Good point. Some quality will be lost in the A->D encoding. Some is lost in the D->A conversion when going to component. Although some are claiming they can't tell the difference between HDMI and Component.

While NOT abosolutely perfect... it is still better quality then before.

TGC


----------



## TexasGrillChef (Sep 15, 2006)

toy4two said:


> there is also one more option, if TWC wont play nice and the govt won't change the law, then you can apply a hack to your TIVO HD via prom mod and bypass every flag TWC can throw at you


Nice but voids any warranty.

TGC


----------



## m_jonis (Jan 3, 2002)

Although one of the articles mentioned that Tivo *may* (I'll believe it when I see it) allow you to MOVE (not copy) and supposedly THAT is allowed by the CableLabs DFAST licensing agreement?

But I've not seen anything here about Tivo even mentioning/contemplating this.


----------



## TexasGrillChef (Sep 15, 2006)

m_jonis said:


> Although one of the articles mentioned that Tivo *may* (I'll believe it when I see it) allow you to MOVE (not copy) and supposedly THAT is allowed by the CableLabs DFAST licensing agreement?
> 
> But I've not seen anything here about Tivo even mentioning/contemplating this.


I have heard rumors of this. I haven't heard anything yet on the legality of it, and the viewpoint of TiVo as well.

TGC


----------



## sinanju (Jan 3, 2005)

TexasGrillChef said:


> I have heard rumors of this. I haven't heard anything yet on the legality of it, and the viewpoint of TiVo as well.
> 
> TGC


That would explain why it took so long to get TTG and MVR for the S3. TiVo might have been trying to get "move" rather than "copy" approved and decided to just cut their losses. I was sure the problem was the ease with which DSD and the like unwrapped recordings. I was completely surprised DSD continued to work with S3 transfers.


----------



## ldudek (Sep 2, 2007)

sinanju said:


> That would explain why it took so long to get TTG and MVR for the S3. TiVo might have been trying to get "move" rather than "copy" approved and decided to just cut their losses. I was sure the problem was the ease with which DSD and the like unwrapped recordings. I was completely surprised DSD continued to work with S3 transfers.


Maybe I'll need to ask this question on another thread but does the S2 stream or copy recordings? I've only had D*Tivo prior and MRV,TTG wasn't allowed.


----------



## sinanju (Jan 3, 2005)

ldudek said:


> Maybe I'll need to ask this question on another thread but does the S2 stream or copy recordings? I've only had D*Tivo prior and MRV,TTG wasn't allowed.


MRV and TTG are always a copy on all TiVo platforms.


----------



## MichaelK (Jan 10, 2002)

TexasGrillChef said:


> Macrovision in an encoding process that doesn't prevent you from copying a program. But if you do it "Encrypts" it and makes the video signal UNVIEWABLE.
> 
> HOWEVER... there is a workaround to this for $59. You can get a device that plugs inline with either S-Video or Composite cable & removes the macrovision.
> 
> ...


$59?

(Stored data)
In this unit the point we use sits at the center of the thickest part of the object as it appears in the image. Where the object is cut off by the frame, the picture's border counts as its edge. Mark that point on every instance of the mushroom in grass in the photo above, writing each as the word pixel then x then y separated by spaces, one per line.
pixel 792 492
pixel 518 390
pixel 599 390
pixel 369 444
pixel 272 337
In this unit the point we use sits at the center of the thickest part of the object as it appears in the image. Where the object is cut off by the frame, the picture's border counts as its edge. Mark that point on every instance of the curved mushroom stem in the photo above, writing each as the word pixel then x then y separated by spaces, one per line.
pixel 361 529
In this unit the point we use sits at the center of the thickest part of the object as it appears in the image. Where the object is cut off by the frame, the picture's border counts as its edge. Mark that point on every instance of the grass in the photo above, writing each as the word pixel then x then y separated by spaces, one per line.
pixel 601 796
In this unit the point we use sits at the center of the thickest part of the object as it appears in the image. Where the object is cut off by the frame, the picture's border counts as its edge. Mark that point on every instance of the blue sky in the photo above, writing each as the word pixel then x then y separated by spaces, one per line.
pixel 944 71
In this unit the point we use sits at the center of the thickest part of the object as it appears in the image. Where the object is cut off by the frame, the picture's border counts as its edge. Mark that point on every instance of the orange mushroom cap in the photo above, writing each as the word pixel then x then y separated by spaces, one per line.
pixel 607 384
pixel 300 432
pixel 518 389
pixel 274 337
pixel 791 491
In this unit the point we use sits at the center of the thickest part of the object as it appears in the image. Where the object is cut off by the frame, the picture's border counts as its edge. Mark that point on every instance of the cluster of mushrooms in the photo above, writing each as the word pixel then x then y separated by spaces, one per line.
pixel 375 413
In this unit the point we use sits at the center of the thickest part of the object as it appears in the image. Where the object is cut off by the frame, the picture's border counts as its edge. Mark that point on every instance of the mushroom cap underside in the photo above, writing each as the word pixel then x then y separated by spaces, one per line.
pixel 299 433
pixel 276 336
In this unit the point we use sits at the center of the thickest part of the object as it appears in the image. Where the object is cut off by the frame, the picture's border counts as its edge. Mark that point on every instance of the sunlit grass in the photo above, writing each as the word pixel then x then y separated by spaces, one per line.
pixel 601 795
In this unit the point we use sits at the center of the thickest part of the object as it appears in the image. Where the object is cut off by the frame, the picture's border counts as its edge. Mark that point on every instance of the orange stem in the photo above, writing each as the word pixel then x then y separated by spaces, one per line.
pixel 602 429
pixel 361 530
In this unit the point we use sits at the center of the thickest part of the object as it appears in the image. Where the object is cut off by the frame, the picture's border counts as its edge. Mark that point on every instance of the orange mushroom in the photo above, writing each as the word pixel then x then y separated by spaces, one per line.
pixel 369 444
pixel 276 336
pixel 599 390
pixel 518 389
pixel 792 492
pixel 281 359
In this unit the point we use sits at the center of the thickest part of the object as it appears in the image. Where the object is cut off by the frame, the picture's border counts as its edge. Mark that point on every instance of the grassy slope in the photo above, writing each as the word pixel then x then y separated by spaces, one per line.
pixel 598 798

### TASKS TO CARRY OUT
#1 State whether each statement agrees with the TiVo thread, answering yes or no and quoting the deciding words from it: (a) MRV and TTG always make a copy on every TiVo platform. (b) The prom mod hack leaves the warranty in place. (c) The inline device for removing Macrovision is said to cost $59.
#2 Write the next part of the TiVo thread, continuing after its final line.
The listing bears no relation to the TiVo thread.

### THE REPLIES
#1
(a) Yes: "MRV and TTG are always a copy on all TiVo platforms."
(b) No: "Nice but voids any warranty."
(c) Yes: "there is a workaround to this for $59."

#2
you should check out ebay-

you can get a "video stabilizer"

for buy it now $20

and if you feel like waiting around for an auction to end you probably can get one for a few bucks less than that.


----------



## MichaelK (Jan 10, 2002)

Gregor said:


> Why not? Because much of the success of streaming video is determined by the bandwidth of the network. I would guess Tivo doesn't want support calls due to home network inadequacies.


agreed there was probably no better way to do it when they first deployed MRV.

But times have changed.

So an option to allow streaming would be nice at some point to deal with this CCI mess.

And as home networks get newer and faster streaming is less of a problem.

When was the last time a wired home networking device that wasn't 100 speed sold? Many now come gigabit. Many things are even switched now a days.

How many wireless B only devices are sold now a days? The vast majority are G now - right? Now N is starting to come along.

Anecdotally my most recent laptop has gigabit wired and ABGN. Giga and N are becoming commonplace.

Years and Years ago I seem to remember tivo showing an OTA only HD reference design at CES never was made becasue of cost. Today the cablecard AND OTA tivoHD exists for a much cheaper cost then the Series 3 started out at.

Times change. Tivo should figure out how to follow the march in this case.


----------



## MichaelK (Jan 10, 2002)

m_jonis said:


> Although one of the articles mentioned that Tivo *may* (I'll believe it when I see it) allow you to MOVE (not copy) and supposedly THAT is allowed by the CableLabs DFAST licensing agreement?
> 
> But I've not seen anything here about Tivo even mentioning/contemplating this.


its been a while since I dug through the dfast agreement but I seem to recall that is totally legal.

Tivo could probably copy but not allow viewing till the copy is complete and the original version on the other tivo was disabled.

I forget though if you could then move it back or if only one move was permitted. The DFAST agreement at cablelabs website is the place to read up if you folks care to.


----------



## MichaelK (Jan 10, 2002)

sometimes google just makes life so easy...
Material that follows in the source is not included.